(Dataset entries)
•••

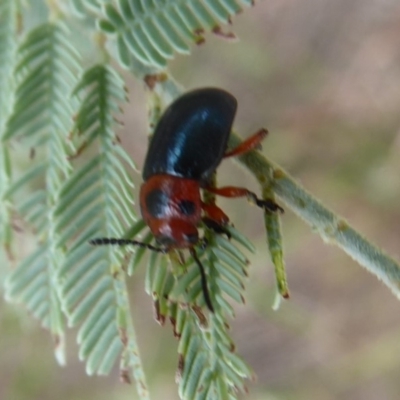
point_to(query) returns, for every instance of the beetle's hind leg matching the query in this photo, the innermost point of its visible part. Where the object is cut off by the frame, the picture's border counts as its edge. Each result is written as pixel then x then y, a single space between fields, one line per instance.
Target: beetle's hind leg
pixel 233 192
pixel 251 143
pixel 215 219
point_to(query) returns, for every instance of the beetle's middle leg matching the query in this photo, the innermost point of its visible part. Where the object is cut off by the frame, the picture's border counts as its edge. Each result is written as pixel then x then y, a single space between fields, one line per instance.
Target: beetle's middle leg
pixel 233 192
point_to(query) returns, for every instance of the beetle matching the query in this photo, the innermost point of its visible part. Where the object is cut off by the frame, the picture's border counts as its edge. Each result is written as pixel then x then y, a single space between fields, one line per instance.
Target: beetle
pixel 189 142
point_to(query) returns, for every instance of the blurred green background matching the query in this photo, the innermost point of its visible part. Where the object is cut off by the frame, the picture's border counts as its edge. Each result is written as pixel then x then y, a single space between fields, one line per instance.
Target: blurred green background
pixel 324 77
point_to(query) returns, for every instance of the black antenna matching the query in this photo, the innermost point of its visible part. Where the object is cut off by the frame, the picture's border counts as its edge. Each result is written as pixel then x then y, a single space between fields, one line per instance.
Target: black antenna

•••

- AIM: Quote every line of the listing above verbatim, omitting the pictures.

- EXERCISE RESULT:
point_to(query) returns, for every instance of the beetle's hind leg matching the query in this photo, the innermost point of its visible part. Where the object is cut off by the frame, the picture's border counts as its edge. Each result is written as pixel then x then y, a single space between fields, one line per instance.
Target: beetle's hind leg
pixel 233 192
pixel 251 143
pixel 215 219
point_to(query) returns, for every instance of the beetle's middle leg matching the query in this photo, the innermost point of its visible part. Where the object is cut off by the frame, the picture's border counts as its edge. Each result is written as pixel then x then y, a single space between fields, one line per instance.
Target: beetle's middle leg
pixel 233 192
point_to(query) returns, for every instance of the beetle matching the query in this photo, the innermost point of its visible part. Where the object is cut off by the frame, the picture's border counts as its edge. Each result is written as pixel then x then y, a single space between fields, one line per instance.
Target: beetle
pixel 189 142
point_to(query) returns, for every instance of the blurred green background matching the query in this photo, the innermost point of its visible part. Where the object is cut off by the frame, the picture's border counts as its edge. Each result is written as pixel then x then y, a single space between fields, one line per instance.
Target: blurred green background
pixel 324 77
point_to(query) returns, for every instance of the black antenna matching the query in this photo, the innermost point of its visible part. Where the object is cut off by the frame, the picture's border counts as its edge. Each result is written as pixel then x then y, a single space between fields, one line per instance.
Target: black antenna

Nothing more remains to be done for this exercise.